• _EXERCISE DIRECTIONS_
Quote the records below in full, exactly as given, with the images taken out.
####################
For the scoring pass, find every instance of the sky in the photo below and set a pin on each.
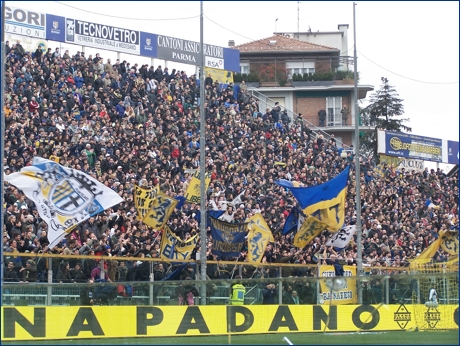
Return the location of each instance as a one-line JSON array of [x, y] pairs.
[[413, 44]]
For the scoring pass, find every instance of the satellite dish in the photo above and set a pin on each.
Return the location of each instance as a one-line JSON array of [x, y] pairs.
[[336, 283]]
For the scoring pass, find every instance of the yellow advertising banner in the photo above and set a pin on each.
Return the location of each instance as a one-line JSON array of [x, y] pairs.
[[192, 194], [73, 322], [222, 76], [343, 292]]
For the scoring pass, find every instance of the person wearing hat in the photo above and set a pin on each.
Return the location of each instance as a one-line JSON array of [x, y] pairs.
[[29, 272], [63, 275], [237, 292]]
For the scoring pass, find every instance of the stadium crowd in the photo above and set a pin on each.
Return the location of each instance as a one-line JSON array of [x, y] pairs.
[[128, 125]]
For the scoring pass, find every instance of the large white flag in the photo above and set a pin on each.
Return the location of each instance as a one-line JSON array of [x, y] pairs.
[[64, 196], [342, 237], [237, 200]]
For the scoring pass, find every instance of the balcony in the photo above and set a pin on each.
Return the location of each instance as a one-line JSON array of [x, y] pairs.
[[280, 79]]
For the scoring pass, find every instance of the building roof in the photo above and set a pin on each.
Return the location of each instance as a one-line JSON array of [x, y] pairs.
[[279, 43]]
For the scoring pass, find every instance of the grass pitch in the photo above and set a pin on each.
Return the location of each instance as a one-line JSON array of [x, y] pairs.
[[368, 338]]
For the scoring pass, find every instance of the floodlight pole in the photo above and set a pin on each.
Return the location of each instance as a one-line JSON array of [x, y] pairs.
[[357, 170], [2, 141], [202, 167]]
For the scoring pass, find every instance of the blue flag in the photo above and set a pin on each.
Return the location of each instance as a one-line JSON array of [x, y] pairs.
[[326, 201], [175, 274], [292, 221], [181, 200], [227, 238]]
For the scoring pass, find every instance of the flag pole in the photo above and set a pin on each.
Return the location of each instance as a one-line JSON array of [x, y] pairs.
[[2, 139], [202, 167], [358, 169]]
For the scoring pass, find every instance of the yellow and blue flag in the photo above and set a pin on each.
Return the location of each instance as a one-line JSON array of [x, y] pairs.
[[161, 208], [258, 237], [227, 238], [292, 221], [307, 232], [326, 201], [142, 200], [192, 195], [172, 247]]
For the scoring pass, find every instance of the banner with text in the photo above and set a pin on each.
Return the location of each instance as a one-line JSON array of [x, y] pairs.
[[25, 22], [90, 322], [30, 44], [345, 294], [400, 162], [223, 76], [417, 147], [102, 36]]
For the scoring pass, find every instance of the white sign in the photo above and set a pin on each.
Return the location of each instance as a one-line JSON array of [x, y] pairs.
[[102, 36], [25, 22], [214, 62], [30, 44]]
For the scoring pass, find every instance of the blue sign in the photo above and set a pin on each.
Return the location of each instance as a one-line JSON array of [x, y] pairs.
[[452, 152], [232, 60], [411, 146], [55, 30], [81, 32]]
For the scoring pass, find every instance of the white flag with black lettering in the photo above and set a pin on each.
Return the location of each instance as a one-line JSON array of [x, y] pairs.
[[64, 197], [237, 200], [341, 238]]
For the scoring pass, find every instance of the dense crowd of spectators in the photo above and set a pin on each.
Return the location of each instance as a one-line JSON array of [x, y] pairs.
[[128, 125]]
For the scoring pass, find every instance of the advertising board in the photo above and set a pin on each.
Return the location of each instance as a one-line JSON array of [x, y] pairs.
[[73, 322], [407, 145], [24, 22]]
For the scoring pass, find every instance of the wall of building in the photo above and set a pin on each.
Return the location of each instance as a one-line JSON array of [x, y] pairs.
[[333, 40], [310, 106]]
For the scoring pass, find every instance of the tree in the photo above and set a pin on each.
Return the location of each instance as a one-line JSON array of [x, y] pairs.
[[384, 112]]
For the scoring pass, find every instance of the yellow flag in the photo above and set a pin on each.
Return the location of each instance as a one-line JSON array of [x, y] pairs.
[[161, 208], [311, 228], [142, 199], [172, 247], [192, 194], [217, 74], [54, 158], [258, 237], [449, 241]]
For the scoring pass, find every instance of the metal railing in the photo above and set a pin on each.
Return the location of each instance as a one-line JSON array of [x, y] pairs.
[[266, 102]]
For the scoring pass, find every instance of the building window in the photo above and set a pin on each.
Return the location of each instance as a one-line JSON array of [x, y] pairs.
[[244, 68], [300, 67], [334, 106]]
####################
• _FINAL RESULT_
For the scoring pass, find every instance of the sky in the photo below and set a pin on each.
Return the location of each instance as a one-line JSON array of [x, y] pairs.
[[413, 44]]
For the scoring pass, find every instance of the satellite dish in the photo above and set a pin on each.
Return the location of each instance as a one-line JSON array of [x, y] pairs.
[[336, 283]]
For the scoring pass, find every instance of the yellow advertising banner in the photo above and set a pin on each.
Return the location of each instance as a one-line JSON array of [x, y] pairs.
[[192, 194], [73, 322], [222, 76], [343, 292]]
For the scoring pass, find every instance of the person wearing hat in the photo above and set a pin on each.
Return the location of each instance as a one-line JSON array of [x, y] pairs.
[[29, 272], [63, 275], [237, 292]]
For the scoring pass, find every instance of the stadium crowd in the photo above and set a pin on each.
Return the location of each instance as a one-line JSON array of [x, y] pairs.
[[128, 125]]
For the scoring pass, find every instance of the large white flag in the photo above and set a pin on each.
Return the location of each instance as a one-line JSON array of [x, y] pairs.
[[64, 196], [342, 237], [237, 200]]
For the scoring pass, find every instance of the balcony in the photo above and set a pin on each.
Return the location of each instance as a one-line JSON array of [x, y] pairs.
[[280, 79]]
For the scoring pass, find every instance of the building roof in the photo above and set a pin on each.
Return the location of each instance as a one-line JSON array of [x, y] pairs.
[[279, 43]]
For the scoring pass, find every instance of the grass pitch in the photo above and set a pin on each.
Return the location of each instance as a one-line JSON array of [x, y] pairs.
[[368, 338]]
For the scoring pass, find every instance of the floodlight pole in the photo above and set a pin on each.
Return the location of each instance as a one-line JSON array of [x, y] pairs.
[[357, 170], [2, 141], [202, 167]]
For the scoring pass, find every instance of the blue flag in the photo above and set a pin on each.
Return the location of each instance as a one-line JSON array of [x, y] pairs.
[[326, 201], [175, 274], [292, 221], [181, 200], [227, 238]]
For the scoring pass, find every instance of the flag pole in the photo above and set a pin on each.
Return the location of each instance as a one-line JSON array of [x, y] pairs.
[[2, 139], [202, 167], [358, 169]]
For the scoring pass, find every instance of the yellow and blue flag in the photo above and set a pin on each.
Return the location of each instance as a one-line JSON array of [x, y] pairs.
[[161, 208], [258, 237], [227, 238], [292, 221], [307, 232], [326, 201], [142, 200], [192, 195], [172, 247]]
For the scoring pass, find every instance of the banner with text in the photo above and set a pin on each.
Return the location of each instance as a one-line JSON array of [x, y] pairs.
[[25, 22], [90, 322], [30, 44], [345, 294], [400, 162], [223, 76], [417, 147], [102, 36]]
For the scoring pass, find every instance of the white sign in the photo above and set a pin on each.
Return the location of each instance as a one-line JSON array of [x, y] pairs.
[[102, 36], [25, 22], [214, 62], [30, 44]]
For the scoring pass, find every instance of the blue sign in the photo above and set a pin on each.
Return the location of each instance as a one-line JSON array of [x, y] pairs.
[[452, 152], [232, 60], [411, 146], [55, 30], [81, 32]]
For the scoring pass, find every instance of the white flag with black lettering in the photo above and set a pin on each.
Return the location of each instance as a one-line JSON array of [x, y] pairs.
[[64, 197], [237, 200], [341, 238]]
For the scoring pass, find every instance of the dense crowd of spectators in the photo above and set a pin on each.
Return the location of each instance as a one-line JSON array of [x, y] pairs.
[[128, 125]]
For the scoring pass, find every instance of the advertising board in the photo above and set a pin on each.
Return the location of each instance as a one-line JSON array of [x, y] pairs.
[[73, 322], [407, 145], [24, 22]]
For the scoring pass, find every instance of the wall of building in the photo above and set a pin on each.
Return the location of each instance as a one-line JSON array of [x, y] pairs.
[[333, 40], [310, 106]]
For the scoring pass, find every instance of the tree in the photo above and set a pin on each.
Return the location of each instance as a one-line JSON array of [x, y] pairs.
[[384, 112]]
For the scoring pass, find every instance of the yellow flag in the photo above and set a pin on each.
Return the location of each instance as a one-line JSON array of [x, y] pairs.
[[161, 208], [311, 228], [142, 199], [172, 247], [192, 194], [217, 74], [54, 158], [258, 237], [449, 241]]
For the scoring pass, find every instance of the metal railing in the photo above and set a pin on each.
Return the location of each instance as a one-line JSON array of [x, y] pairs.
[[266, 102]]
For the scoring pass, find every instance of the building window in the photo above and set a pin on each.
Return the location of each instance as a one-line JSON array of [x, y] pairs.
[[244, 68], [300, 67], [334, 106]]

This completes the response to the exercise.